* SELECTED EXTRACT *
Bearing excellent paintings, richly illuminated and gilded, the fine-bound manuscripts at Salar Jung Museum are real treasures

Salar Jung Museum contains some ‘valuable books of art’— illustrated manuscripts — of Persian and Deccani languages. Bearing excellent paintings, richly illuminated and gilded, fine-bound and owned once by royal personages the Museum’s manuscripts are real treasures.

Manuscript illustration was greatly prized by Mughal emperors, their nobles and Deccani Sultans. Akbar who had 100 artists - painters, illuminators, scribes, book binders - in his atelier had many manuscripts including Hamza Nama, Ramayana, Mahabharata illustrated. His principal noble at Ahmedabad, Khan Khanan, built up a world class library containing illustrated manuscripts. Ibrahim Quli Qutb Shah, who ruled Golconda from 1550 to 1580, had set up a studio in his palace for calligraphers, painters, gilders and book binders and had manuscripts of fine quality produced.

‘The art books’ of the royal workshops form a priceless heritage, “at times of regal splendour…. and always a joy to behold” (Karl Khandalavala).

Of Salar Jung Museum’s famous illustrated manuscripts, a description of four books is attempted here. They are: Tuhfe-e-Sami, Majalis-ul-ushshaq, Khamsa-e-nizami, and Diwan-e-sultan Muhammad Quli Qutb Shah.

* EXERCISE TASK A *
List each line of the listing below that contains the word "carpeted".

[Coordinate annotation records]
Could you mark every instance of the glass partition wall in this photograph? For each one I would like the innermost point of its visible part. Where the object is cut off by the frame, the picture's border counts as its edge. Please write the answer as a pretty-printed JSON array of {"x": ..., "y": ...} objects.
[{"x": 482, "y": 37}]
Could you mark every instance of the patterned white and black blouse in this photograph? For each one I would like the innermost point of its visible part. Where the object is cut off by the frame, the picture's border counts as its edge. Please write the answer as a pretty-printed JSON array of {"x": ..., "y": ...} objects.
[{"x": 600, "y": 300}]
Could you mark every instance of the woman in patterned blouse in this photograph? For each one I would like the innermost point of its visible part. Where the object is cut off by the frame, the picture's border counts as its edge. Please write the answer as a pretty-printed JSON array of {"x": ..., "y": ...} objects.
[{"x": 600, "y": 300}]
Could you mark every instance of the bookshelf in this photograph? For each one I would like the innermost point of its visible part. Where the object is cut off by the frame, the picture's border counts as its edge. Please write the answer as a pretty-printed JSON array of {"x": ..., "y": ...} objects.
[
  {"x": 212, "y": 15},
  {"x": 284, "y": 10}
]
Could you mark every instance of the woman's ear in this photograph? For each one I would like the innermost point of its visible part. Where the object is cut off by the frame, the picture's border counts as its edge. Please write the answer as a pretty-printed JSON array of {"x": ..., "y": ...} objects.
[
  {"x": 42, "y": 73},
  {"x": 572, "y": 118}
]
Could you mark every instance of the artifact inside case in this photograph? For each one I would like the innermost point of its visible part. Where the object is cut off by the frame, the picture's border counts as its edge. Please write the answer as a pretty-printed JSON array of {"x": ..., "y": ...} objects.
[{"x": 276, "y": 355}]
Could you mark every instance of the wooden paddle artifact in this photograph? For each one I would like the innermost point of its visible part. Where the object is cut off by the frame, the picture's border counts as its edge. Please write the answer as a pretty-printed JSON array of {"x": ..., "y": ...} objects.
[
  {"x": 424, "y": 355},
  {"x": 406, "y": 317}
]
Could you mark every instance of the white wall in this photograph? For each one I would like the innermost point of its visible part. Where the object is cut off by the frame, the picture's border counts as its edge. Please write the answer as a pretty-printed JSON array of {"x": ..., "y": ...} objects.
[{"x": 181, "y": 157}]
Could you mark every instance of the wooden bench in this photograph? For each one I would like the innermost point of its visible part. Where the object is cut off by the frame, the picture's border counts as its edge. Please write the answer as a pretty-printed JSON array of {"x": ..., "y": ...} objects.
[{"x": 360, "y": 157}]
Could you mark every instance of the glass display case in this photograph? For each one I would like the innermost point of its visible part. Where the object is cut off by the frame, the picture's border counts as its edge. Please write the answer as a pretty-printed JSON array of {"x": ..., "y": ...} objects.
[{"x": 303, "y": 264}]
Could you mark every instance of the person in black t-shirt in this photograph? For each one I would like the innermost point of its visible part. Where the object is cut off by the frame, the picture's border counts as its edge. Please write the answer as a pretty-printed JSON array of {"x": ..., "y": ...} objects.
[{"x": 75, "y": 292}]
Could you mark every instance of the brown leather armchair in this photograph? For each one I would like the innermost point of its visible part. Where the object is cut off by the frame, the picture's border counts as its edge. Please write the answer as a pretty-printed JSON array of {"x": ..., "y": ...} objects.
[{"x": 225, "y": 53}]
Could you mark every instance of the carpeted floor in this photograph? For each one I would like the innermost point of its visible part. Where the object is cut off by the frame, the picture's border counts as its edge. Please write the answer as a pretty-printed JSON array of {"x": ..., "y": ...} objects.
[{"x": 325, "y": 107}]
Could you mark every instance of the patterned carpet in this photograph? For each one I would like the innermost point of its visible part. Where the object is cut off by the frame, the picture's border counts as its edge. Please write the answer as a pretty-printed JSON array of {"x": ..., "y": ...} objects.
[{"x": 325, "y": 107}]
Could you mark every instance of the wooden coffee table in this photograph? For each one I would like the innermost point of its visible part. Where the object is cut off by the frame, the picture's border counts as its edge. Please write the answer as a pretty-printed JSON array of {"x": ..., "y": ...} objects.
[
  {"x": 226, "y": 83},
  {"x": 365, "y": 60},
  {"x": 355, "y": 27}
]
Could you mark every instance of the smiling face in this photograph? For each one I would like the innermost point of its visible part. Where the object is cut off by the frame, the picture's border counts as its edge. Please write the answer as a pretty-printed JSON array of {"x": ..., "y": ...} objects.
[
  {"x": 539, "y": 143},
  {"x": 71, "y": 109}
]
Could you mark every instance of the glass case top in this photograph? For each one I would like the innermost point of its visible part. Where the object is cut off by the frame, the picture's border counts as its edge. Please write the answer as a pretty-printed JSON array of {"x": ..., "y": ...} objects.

* EXERCISE TASK B *
Reproduce the passage of the text on the Salar Jung Museum manuscripts that begins at the words "Salar Jung Museum contains" and ends after "are real treasures.", replacing "royal personages" with "noble patrons".

* CORRECT RESPONSE A *
Could you mark every instance of the carpeted floor in this photograph? For each one I would like the innermost point of its visible part. Where the object is cut off by the frame, the picture's border counts as its edge. Please write the answer as a pretty-printed JSON array of {"x": ..., "y": ...} objects.

* CORRECT RESPONSE B *
Salar Jung Museum contains some ‘valuable books of art’— illustrated manuscripts — of Persian and Deccani languages. Bearing excellent paintings, richly illuminated and gilded, fine-bound and owned once by noble patrons the Museum’s manuscripts are real treasures.